* WHAT YOU NEED TO DO: Reading the records below, count the lines in which the string "cafe" appears; write the number only.
****************************************
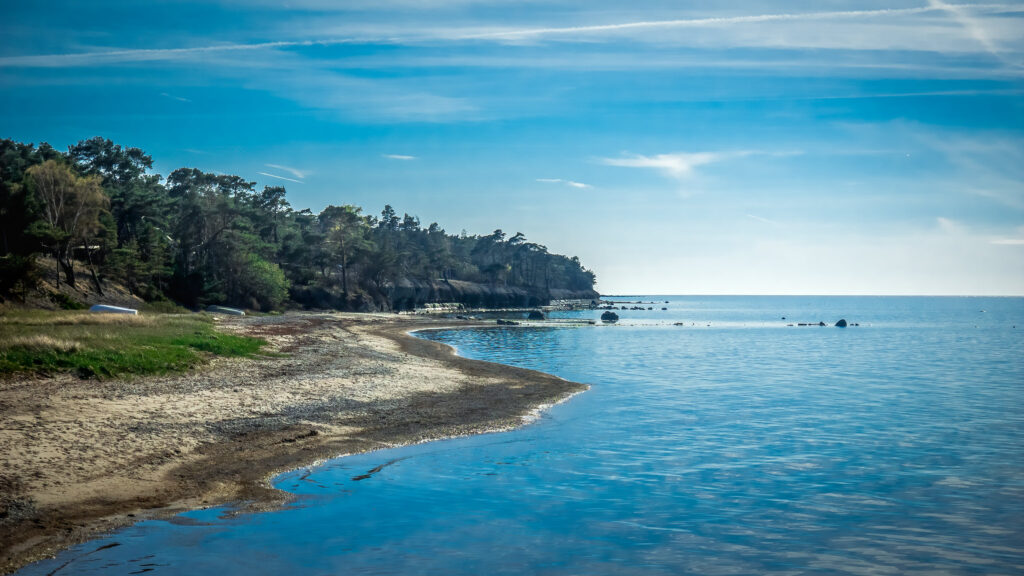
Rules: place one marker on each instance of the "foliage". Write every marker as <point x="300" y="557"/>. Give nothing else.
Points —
<point x="81" y="342"/>
<point x="201" y="238"/>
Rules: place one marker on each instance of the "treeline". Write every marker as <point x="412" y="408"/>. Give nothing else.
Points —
<point x="200" y="238"/>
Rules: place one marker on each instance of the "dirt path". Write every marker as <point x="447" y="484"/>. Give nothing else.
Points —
<point x="81" y="456"/>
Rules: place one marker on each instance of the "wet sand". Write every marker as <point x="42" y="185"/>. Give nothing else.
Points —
<point x="78" y="457"/>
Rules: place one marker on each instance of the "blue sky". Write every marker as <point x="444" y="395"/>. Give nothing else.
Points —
<point x="753" y="148"/>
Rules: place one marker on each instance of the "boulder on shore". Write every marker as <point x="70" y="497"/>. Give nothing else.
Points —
<point x="224" y="310"/>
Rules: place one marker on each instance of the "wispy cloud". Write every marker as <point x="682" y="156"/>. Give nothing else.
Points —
<point x="691" y="23"/>
<point x="989" y="27"/>
<point x="173" y="97"/>
<point x="975" y="28"/>
<point x="571" y="183"/>
<point x="280" y="177"/>
<point x="763" y="219"/>
<point x="293" y="171"/>
<point x="679" y="165"/>
<point x="99" y="57"/>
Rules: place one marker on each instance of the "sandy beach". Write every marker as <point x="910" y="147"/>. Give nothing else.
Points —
<point x="82" y="456"/>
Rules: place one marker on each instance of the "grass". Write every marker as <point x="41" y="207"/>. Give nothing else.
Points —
<point x="112" y="344"/>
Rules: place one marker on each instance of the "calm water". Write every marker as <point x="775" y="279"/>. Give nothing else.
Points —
<point x="730" y="445"/>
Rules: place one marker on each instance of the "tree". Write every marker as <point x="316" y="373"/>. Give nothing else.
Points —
<point x="347" y="232"/>
<point x="72" y="207"/>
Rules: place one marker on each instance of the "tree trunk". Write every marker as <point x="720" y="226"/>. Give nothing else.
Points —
<point x="68" y="265"/>
<point x="92" y="271"/>
<point x="344" y="271"/>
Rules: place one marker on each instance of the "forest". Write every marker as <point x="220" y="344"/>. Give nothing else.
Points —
<point x="199" y="238"/>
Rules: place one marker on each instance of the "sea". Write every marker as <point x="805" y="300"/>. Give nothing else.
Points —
<point x="718" y="437"/>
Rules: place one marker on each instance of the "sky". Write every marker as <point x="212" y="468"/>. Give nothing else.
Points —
<point x="778" y="147"/>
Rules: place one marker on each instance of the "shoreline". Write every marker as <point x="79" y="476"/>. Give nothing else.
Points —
<point x="82" y="457"/>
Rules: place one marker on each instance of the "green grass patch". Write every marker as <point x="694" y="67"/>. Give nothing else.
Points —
<point x="108" y="345"/>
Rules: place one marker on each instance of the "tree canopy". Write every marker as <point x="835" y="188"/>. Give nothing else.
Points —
<point x="202" y="238"/>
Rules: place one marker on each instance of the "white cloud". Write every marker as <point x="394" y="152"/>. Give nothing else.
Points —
<point x="293" y="171"/>
<point x="571" y="183"/>
<point x="173" y="97"/>
<point x="762" y="219"/>
<point x="280" y="177"/>
<point x="950" y="227"/>
<point x="679" y="165"/>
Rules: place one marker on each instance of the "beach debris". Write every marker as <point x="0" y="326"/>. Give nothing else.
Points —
<point x="107" y="309"/>
<point x="224" y="310"/>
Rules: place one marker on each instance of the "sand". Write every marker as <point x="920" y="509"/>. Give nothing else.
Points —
<point x="79" y="457"/>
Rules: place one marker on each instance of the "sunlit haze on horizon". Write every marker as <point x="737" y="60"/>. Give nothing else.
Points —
<point x="750" y="148"/>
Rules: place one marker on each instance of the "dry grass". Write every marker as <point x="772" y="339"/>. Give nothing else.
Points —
<point x="41" y="342"/>
<point x="111" y="344"/>
<point x="76" y="318"/>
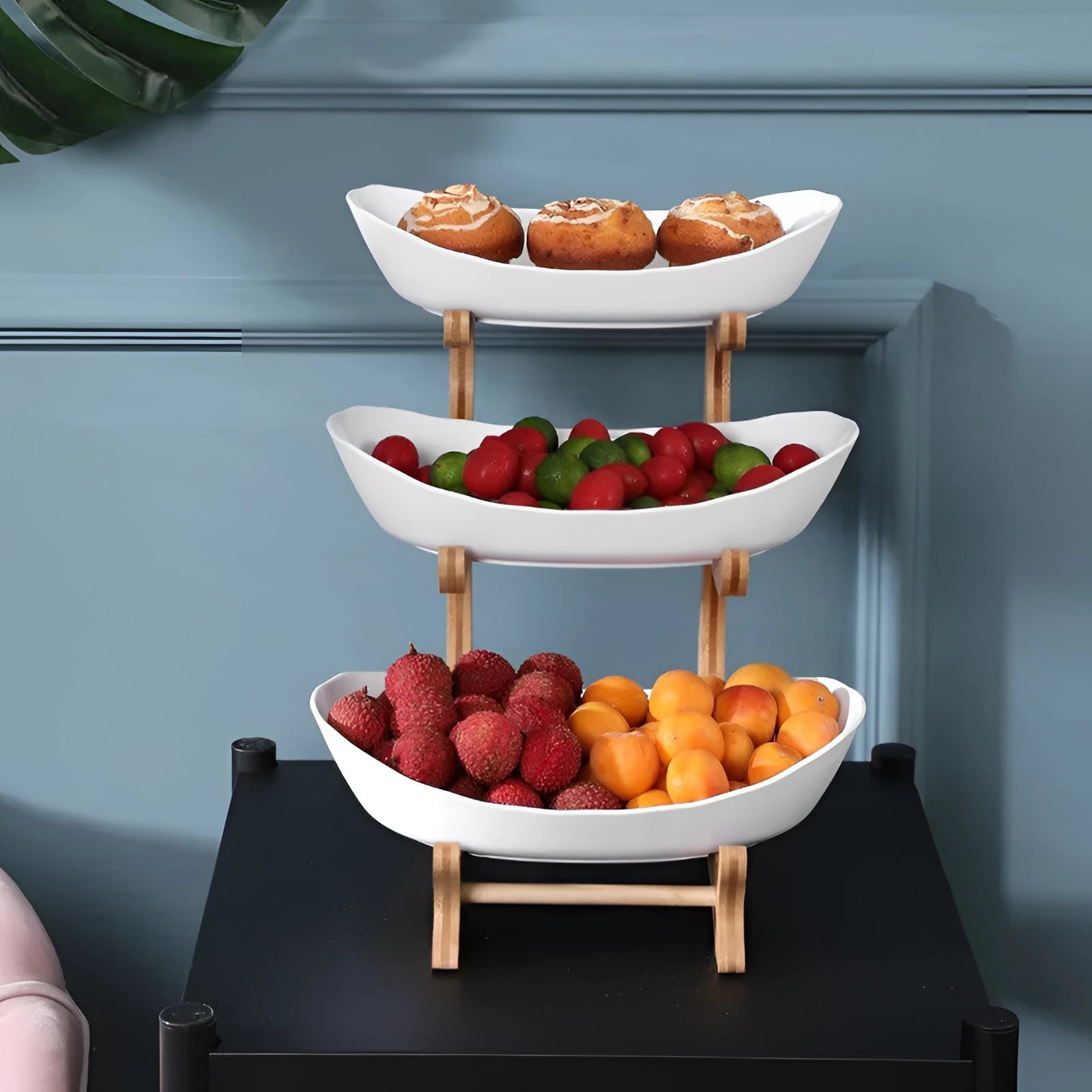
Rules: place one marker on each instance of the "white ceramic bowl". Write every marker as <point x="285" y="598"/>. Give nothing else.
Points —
<point x="693" y="534"/>
<point x="523" y="294"/>
<point x="665" y="833"/>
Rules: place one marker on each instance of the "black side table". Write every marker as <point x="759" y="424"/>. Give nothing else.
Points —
<point x="313" y="964"/>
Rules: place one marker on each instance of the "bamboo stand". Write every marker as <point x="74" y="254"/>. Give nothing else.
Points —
<point x="724" y="895"/>
<point x="725" y="576"/>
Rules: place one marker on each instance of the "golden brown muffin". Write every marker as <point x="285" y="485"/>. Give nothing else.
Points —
<point x="463" y="218"/>
<point x="713" y="227"/>
<point x="591" y="234"/>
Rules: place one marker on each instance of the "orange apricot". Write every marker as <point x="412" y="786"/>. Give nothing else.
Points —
<point x="805" y="695"/>
<point x="808" y="731"/>
<point x="622" y="693"/>
<point x="680" y="693"/>
<point x="753" y="709"/>
<point x="738" y="748"/>
<point x="653" y="799"/>
<point x="587" y="775"/>
<point x="769" y="760"/>
<point x="768" y="676"/>
<point x="593" y="720"/>
<point x="715" y="682"/>
<point x="688" y="732"/>
<point x="695" y="775"/>
<point x="626" y="762"/>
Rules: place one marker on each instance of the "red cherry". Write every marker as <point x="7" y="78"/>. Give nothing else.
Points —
<point x="591" y="427"/>
<point x="674" y="444"/>
<point x="693" y="489"/>
<point x="397" y="451"/>
<point x="633" y="478"/>
<point x="491" y="471"/>
<point x="529" y="463"/>
<point x="665" y="476"/>
<point x="599" y="489"/>
<point x="793" y="457"/>
<point x="526" y="440"/>
<point x="706" y="440"/>
<point x="757" y="476"/>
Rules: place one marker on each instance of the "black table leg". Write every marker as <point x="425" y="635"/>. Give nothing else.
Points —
<point x="187" y="1035"/>
<point x="991" y="1040"/>
<point x="251" y="755"/>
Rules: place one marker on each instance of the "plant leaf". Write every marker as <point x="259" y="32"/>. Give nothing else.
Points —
<point x="145" y="65"/>
<point x="44" y="105"/>
<point x="222" y="19"/>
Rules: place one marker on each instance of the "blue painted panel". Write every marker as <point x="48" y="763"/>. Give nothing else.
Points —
<point x="451" y="43"/>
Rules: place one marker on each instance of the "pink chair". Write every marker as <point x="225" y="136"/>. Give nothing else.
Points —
<point x="44" y="1037"/>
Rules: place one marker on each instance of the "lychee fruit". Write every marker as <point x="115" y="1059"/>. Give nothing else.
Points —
<point x="530" y="713"/>
<point x="465" y="786"/>
<point x="360" y="719"/>
<point x="513" y="791"/>
<point x="416" y="672"/>
<point x="482" y="672"/>
<point x="553" y="689"/>
<point x="425" y="756"/>
<point x="560" y="665"/>
<point x="426" y="709"/>
<point x="489" y="745"/>
<point x="475" y="704"/>
<point x="551" y="759"/>
<point x="584" y="796"/>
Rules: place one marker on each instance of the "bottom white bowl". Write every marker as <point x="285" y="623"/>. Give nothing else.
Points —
<point x="642" y="835"/>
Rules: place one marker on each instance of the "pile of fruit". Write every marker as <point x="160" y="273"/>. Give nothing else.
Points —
<point x="527" y="465"/>
<point x="536" y="737"/>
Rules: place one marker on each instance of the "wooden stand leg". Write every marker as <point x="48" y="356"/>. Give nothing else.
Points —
<point x="729" y="873"/>
<point x="447" y="904"/>
<point x="726" y="576"/>
<point x="728" y="333"/>
<point x="459" y="338"/>
<point x="456" y="581"/>
<point x="724" y="895"/>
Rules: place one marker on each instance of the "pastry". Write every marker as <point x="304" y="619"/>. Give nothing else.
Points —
<point x="591" y="234"/>
<point x="463" y="218"/>
<point x="713" y="227"/>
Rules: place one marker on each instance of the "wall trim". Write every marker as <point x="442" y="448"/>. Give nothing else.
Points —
<point x="975" y="100"/>
<point x="90" y="311"/>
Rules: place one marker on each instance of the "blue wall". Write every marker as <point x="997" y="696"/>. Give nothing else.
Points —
<point x="180" y="543"/>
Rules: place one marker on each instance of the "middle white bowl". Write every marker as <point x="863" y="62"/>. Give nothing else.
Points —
<point x="691" y="534"/>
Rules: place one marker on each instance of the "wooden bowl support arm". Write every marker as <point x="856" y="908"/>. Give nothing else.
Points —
<point x="728" y="575"/>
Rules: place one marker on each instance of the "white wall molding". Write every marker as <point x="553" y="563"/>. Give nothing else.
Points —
<point x="360" y="313"/>
<point x="366" y="98"/>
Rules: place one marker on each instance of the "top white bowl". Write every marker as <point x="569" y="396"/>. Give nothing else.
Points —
<point x="522" y="294"/>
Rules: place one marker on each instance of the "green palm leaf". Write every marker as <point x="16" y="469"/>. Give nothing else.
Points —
<point x="114" y="67"/>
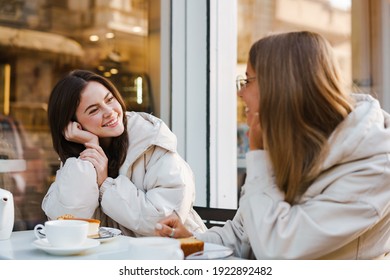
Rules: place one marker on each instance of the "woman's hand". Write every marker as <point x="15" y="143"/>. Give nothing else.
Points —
<point x="75" y="133"/>
<point x="171" y="226"/>
<point x="95" y="154"/>
<point x="255" y="134"/>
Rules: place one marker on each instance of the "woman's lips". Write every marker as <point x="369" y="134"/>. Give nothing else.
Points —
<point x="111" y="123"/>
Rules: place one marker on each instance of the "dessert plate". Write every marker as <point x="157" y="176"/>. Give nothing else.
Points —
<point x="44" y="245"/>
<point x="107" y="234"/>
<point x="211" y="252"/>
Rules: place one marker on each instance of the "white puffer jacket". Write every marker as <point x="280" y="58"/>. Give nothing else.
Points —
<point x="154" y="181"/>
<point x="345" y="213"/>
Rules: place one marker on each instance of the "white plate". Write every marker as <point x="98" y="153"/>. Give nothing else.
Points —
<point x="112" y="234"/>
<point x="211" y="251"/>
<point x="44" y="245"/>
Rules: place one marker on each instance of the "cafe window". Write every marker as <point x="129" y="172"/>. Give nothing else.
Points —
<point x="258" y="18"/>
<point x="40" y="41"/>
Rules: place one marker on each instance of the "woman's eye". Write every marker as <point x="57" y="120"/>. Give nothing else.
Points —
<point x="110" y="99"/>
<point x="93" y="111"/>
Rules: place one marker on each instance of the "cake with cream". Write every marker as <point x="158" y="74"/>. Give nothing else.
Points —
<point x="94" y="224"/>
<point x="191" y="245"/>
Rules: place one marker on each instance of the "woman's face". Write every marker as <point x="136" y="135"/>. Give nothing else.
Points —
<point x="99" y="112"/>
<point x="250" y="95"/>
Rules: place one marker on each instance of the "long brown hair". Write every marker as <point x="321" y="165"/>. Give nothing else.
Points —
<point x="302" y="101"/>
<point x="63" y="102"/>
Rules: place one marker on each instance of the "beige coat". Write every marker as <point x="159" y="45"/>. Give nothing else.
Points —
<point x="345" y="213"/>
<point x="154" y="181"/>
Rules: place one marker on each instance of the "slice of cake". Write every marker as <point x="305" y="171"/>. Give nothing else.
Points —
<point x="93" y="229"/>
<point x="191" y="245"/>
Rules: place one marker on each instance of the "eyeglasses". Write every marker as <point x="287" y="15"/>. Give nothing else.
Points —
<point x="241" y="82"/>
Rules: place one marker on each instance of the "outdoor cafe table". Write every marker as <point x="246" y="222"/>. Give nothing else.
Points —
<point x="20" y="247"/>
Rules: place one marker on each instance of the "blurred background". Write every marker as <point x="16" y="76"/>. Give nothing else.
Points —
<point x="41" y="40"/>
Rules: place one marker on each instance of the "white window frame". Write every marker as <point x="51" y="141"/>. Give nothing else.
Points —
<point x="203" y="98"/>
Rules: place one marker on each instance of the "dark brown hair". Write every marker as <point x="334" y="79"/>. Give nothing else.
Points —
<point x="63" y="102"/>
<point x="302" y="101"/>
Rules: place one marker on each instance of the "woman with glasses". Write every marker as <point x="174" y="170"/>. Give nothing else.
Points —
<point x="119" y="167"/>
<point x="318" y="169"/>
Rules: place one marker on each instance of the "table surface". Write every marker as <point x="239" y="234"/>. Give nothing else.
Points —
<point x="20" y="247"/>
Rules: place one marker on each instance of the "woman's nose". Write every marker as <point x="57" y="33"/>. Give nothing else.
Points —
<point x="107" y="111"/>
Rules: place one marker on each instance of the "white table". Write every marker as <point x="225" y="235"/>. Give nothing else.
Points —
<point x="20" y="247"/>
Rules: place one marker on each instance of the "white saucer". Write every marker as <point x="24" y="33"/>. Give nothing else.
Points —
<point x="44" y="245"/>
<point x="108" y="234"/>
<point x="211" y="251"/>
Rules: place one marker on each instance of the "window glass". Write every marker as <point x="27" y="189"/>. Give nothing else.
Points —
<point x="40" y="41"/>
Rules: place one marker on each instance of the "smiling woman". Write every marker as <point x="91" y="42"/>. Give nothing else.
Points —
<point x="115" y="164"/>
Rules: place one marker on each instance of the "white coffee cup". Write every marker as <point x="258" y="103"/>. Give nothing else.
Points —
<point x="155" y="248"/>
<point x="63" y="233"/>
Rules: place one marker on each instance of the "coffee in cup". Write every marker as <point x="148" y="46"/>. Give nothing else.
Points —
<point x="63" y="233"/>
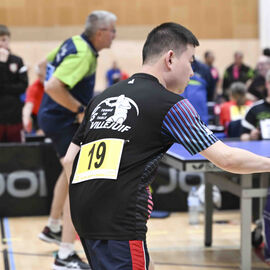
****************************************
* FINISHED TASK: 2